What the task requires:
Everything from the line containing "Class, indicate each instance of the baseball cleat" down to the last line of the entries below must be transcribed exactly, and nothing else.

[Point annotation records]
- - - - -

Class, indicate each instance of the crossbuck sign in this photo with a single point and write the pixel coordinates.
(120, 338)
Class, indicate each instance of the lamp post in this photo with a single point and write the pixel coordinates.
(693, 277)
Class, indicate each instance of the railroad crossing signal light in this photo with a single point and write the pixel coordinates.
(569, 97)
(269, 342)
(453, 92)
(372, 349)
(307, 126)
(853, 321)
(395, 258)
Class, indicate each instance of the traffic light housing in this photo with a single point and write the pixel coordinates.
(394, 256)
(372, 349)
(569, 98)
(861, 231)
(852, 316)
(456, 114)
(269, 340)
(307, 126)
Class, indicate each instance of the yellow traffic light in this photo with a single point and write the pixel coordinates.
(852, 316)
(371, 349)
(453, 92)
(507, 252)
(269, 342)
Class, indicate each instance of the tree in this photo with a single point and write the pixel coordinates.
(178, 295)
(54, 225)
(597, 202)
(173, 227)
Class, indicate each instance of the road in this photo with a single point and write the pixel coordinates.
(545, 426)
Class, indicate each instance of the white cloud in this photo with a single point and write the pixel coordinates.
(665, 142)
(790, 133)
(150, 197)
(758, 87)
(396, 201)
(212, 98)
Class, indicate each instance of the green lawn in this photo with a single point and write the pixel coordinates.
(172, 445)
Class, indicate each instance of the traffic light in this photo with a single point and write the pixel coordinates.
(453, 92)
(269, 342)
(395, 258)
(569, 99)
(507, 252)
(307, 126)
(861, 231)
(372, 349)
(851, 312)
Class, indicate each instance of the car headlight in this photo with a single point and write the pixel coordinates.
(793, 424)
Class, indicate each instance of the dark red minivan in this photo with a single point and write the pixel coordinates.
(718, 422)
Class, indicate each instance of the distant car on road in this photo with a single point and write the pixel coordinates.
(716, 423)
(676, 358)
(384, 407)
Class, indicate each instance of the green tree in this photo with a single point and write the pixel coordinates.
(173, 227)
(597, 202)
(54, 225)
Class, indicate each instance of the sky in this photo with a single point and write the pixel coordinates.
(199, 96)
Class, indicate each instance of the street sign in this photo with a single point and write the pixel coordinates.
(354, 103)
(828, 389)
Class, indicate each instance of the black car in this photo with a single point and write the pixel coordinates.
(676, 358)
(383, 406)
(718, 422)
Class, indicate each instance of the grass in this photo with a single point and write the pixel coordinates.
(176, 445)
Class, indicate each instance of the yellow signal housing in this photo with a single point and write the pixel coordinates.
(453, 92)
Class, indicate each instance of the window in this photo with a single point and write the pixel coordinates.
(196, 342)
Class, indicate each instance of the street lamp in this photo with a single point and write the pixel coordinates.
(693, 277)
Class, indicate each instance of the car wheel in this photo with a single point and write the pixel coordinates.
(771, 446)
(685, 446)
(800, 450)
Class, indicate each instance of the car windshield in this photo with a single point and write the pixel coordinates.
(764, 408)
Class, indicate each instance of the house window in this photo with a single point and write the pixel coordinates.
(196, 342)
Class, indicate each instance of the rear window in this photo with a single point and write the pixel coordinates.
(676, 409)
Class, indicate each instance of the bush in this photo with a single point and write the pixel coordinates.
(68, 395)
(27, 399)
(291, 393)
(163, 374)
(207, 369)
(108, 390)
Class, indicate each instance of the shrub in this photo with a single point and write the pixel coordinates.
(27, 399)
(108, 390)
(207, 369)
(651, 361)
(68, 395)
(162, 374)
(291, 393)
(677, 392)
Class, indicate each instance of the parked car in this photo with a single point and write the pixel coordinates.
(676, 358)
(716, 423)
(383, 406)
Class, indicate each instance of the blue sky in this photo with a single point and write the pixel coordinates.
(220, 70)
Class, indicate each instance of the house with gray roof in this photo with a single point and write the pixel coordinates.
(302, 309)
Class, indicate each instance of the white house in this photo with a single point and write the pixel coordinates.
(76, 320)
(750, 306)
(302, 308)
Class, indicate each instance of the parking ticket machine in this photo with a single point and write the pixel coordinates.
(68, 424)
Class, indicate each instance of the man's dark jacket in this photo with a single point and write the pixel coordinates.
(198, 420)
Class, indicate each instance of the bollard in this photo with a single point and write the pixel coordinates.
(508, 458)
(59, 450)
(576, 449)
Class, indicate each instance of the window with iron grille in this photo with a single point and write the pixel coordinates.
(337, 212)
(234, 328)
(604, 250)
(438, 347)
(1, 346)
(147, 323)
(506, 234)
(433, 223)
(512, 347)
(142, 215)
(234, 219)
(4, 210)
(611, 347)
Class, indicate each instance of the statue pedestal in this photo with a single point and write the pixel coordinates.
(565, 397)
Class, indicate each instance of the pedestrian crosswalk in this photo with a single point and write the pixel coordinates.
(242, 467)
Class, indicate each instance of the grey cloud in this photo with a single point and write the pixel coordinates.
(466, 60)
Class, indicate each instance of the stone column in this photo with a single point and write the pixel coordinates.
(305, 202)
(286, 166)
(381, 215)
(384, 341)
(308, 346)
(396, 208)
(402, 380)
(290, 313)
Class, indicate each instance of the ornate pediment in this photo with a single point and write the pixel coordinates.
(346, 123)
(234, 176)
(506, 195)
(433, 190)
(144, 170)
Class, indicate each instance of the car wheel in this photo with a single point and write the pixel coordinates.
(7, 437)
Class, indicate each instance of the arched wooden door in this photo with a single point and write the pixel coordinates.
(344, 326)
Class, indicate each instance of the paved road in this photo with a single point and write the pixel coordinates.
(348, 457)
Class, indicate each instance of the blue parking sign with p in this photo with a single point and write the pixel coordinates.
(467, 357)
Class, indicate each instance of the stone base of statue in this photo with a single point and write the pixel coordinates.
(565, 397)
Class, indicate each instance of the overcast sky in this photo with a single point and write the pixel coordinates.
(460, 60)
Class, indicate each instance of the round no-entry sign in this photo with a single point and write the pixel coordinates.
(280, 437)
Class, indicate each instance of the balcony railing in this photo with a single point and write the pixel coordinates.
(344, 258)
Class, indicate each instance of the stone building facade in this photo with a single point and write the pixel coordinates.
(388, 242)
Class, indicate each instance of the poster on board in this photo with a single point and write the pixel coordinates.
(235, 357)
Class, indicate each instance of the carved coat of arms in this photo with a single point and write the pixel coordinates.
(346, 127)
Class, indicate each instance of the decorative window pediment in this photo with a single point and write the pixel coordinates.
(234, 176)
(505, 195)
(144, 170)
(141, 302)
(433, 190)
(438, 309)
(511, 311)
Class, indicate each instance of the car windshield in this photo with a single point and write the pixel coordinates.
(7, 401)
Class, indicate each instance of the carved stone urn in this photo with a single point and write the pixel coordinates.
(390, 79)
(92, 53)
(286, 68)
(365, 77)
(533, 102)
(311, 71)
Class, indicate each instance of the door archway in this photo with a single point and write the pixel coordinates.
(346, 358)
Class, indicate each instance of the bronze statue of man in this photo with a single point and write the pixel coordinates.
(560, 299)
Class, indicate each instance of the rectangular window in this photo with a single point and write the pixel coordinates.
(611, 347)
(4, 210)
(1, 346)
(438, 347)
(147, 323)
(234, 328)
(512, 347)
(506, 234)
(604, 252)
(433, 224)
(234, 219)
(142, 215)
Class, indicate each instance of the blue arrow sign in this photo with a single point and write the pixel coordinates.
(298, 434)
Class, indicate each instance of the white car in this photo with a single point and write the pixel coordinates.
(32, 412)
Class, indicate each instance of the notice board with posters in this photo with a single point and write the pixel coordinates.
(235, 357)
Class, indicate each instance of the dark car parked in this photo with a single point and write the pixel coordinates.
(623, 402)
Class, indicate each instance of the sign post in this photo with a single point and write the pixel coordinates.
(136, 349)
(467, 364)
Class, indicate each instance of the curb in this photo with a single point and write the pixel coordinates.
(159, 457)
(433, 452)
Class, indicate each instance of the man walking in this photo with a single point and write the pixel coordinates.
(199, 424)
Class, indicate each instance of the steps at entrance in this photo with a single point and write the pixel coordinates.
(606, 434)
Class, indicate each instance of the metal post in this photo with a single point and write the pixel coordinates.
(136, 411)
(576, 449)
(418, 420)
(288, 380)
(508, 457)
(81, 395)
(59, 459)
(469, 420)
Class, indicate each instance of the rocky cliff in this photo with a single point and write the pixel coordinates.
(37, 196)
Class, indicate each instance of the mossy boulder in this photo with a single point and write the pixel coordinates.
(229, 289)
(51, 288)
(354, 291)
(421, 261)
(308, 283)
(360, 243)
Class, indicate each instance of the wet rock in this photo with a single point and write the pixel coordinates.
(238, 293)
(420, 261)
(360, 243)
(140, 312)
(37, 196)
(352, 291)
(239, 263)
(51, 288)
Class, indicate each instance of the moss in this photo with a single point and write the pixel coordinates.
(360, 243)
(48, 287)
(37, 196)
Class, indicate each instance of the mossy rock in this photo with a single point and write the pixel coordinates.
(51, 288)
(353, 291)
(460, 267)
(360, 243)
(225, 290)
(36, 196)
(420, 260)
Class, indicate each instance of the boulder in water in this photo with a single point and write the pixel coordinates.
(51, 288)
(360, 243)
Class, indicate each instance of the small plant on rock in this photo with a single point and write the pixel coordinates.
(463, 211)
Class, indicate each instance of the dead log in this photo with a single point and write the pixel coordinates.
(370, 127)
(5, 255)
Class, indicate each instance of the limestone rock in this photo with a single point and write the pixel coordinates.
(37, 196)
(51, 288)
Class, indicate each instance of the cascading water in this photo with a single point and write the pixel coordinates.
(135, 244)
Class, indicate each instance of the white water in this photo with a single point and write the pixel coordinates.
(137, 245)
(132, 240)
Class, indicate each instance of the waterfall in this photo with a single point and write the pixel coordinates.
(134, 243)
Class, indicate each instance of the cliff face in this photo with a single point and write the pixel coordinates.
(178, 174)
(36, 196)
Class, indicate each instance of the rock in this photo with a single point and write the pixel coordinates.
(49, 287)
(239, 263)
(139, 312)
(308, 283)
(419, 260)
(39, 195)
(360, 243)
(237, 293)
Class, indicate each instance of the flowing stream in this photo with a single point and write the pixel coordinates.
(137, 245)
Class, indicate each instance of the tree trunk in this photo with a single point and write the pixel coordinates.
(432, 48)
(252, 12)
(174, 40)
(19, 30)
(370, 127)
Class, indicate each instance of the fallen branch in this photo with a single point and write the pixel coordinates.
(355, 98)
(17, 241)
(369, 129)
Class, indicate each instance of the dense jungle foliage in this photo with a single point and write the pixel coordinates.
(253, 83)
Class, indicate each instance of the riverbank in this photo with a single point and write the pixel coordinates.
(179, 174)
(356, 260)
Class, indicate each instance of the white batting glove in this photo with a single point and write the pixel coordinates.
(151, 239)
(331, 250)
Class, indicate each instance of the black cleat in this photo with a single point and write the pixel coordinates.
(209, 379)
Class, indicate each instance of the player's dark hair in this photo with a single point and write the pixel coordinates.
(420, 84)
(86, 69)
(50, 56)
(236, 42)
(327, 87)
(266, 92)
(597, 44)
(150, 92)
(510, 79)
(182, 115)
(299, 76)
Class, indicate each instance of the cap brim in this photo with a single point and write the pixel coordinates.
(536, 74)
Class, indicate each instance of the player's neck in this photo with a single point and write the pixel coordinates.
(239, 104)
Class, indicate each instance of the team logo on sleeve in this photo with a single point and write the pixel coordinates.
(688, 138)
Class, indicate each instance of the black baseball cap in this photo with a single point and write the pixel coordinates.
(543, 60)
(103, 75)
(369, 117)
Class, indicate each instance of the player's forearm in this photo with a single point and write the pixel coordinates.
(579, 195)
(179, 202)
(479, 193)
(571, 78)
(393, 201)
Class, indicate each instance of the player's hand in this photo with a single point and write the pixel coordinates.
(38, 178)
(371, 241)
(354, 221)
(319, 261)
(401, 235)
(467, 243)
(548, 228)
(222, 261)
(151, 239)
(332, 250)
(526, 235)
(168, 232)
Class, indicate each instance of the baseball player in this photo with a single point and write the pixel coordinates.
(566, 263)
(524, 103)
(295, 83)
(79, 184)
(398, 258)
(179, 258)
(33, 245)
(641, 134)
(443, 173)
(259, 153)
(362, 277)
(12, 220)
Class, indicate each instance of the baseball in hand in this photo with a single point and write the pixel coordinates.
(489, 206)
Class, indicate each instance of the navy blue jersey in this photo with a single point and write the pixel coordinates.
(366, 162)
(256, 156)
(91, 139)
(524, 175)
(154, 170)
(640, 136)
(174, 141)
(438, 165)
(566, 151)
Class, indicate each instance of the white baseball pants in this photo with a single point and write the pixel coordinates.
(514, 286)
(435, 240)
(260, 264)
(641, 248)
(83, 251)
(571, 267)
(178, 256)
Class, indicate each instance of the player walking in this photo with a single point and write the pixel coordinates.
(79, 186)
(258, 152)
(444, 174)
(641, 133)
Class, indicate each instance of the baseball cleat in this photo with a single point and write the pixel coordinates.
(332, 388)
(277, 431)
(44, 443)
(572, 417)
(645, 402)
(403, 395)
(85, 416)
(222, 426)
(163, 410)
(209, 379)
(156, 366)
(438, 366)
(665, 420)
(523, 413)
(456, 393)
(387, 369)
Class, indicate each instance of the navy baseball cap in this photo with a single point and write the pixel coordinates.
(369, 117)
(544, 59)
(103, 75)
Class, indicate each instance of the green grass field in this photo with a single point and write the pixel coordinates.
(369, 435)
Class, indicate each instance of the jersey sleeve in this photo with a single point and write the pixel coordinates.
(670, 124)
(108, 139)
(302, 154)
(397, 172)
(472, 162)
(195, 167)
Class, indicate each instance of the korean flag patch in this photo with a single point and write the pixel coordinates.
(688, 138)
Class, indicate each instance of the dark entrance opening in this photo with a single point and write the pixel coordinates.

- - - - -

Task result:
Class, indicate each instance of the baseball cleat in this photo with a single point and write the pixel coordinates.
(332, 388)
(277, 431)
(44, 443)
(572, 417)
(645, 402)
(403, 395)
(85, 416)
(222, 426)
(163, 410)
(209, 379)
(156, 366)
(438, 366)
(665, 420)
(523, 413)
(456, 393)
(387, 369)
Class, indicate each instance of the navy baseball cap in this photo with a single point and write the pixel coordinates.
(369, 117)
(544, 59)
(103, 75)
Class, indicate each instance of the green grass field in this photo with a single point and write the pixel coordinates.
(369, 435)
Class, indicate each instance of the jersey sleeve in this photo with a single point and write the pixel coordinates.
(670, 124)
(108, 139)
(302, 154)
(397, 172)
(472, 162)
(195, 167)
Class, indicate each instance of the korean flag patch in this photo with a single point and write the pixel coordinates.
(688, 138)
Class, indicate each instance of the dark entrance opening in this photo with a single point and write the pixel coordinates.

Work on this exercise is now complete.